Start of EXTRACTED ENTRIES

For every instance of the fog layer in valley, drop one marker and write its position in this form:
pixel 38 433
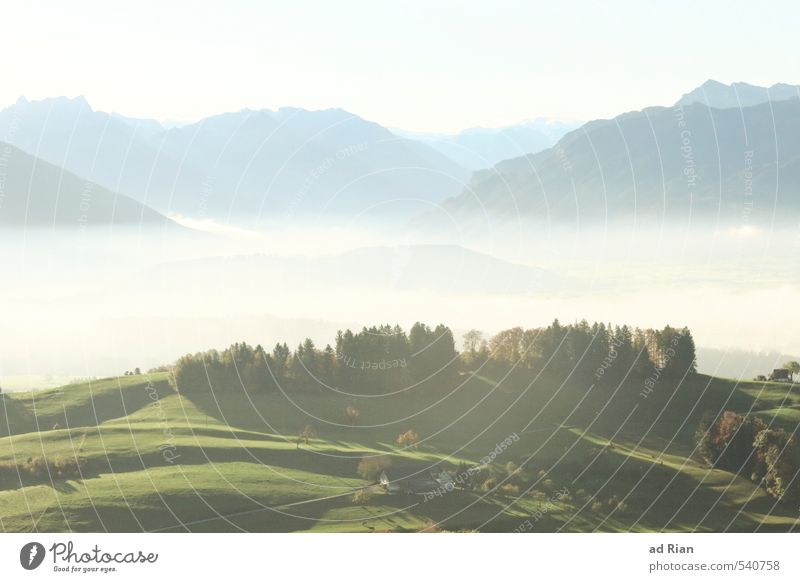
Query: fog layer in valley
pixel 100 302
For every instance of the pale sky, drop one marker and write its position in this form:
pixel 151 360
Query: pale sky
pixel 417 65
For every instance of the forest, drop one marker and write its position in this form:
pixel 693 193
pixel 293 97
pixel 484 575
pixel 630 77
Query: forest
pixel 386 359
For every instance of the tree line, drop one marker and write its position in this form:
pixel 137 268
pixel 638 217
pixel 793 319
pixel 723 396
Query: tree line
pixel 385 359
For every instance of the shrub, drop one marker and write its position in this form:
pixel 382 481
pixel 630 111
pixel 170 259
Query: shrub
pixel 510 489
pixel 362 496
pixel 410 439
pixel 489 484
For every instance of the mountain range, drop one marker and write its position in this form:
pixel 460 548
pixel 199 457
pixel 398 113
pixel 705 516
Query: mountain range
pixel 721 96
pixel 35 193
pixel 726 153
pixel 478 147
pixel 688 162
pixel 241 165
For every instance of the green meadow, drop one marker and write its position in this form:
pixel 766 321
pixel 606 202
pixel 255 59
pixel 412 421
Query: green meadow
pixel 582 459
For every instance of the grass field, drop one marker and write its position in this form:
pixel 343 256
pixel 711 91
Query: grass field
pixel 583 458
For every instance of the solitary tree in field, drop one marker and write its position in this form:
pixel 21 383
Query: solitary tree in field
pixel 409 439
pixel 472 339
pixel 793 366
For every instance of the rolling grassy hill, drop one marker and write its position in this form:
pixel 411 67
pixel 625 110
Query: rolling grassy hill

End of EXTRACTED ENTRIES

▶ [PROBLEM REQUIREMENTS]:
Show all lines in the entries above where the string "hill" appears.

▶ [YOUR SOLUTION]:
For every instance of the rolling grassy hill, drop one marker and write its position in this form:
Query: rolling grassy hill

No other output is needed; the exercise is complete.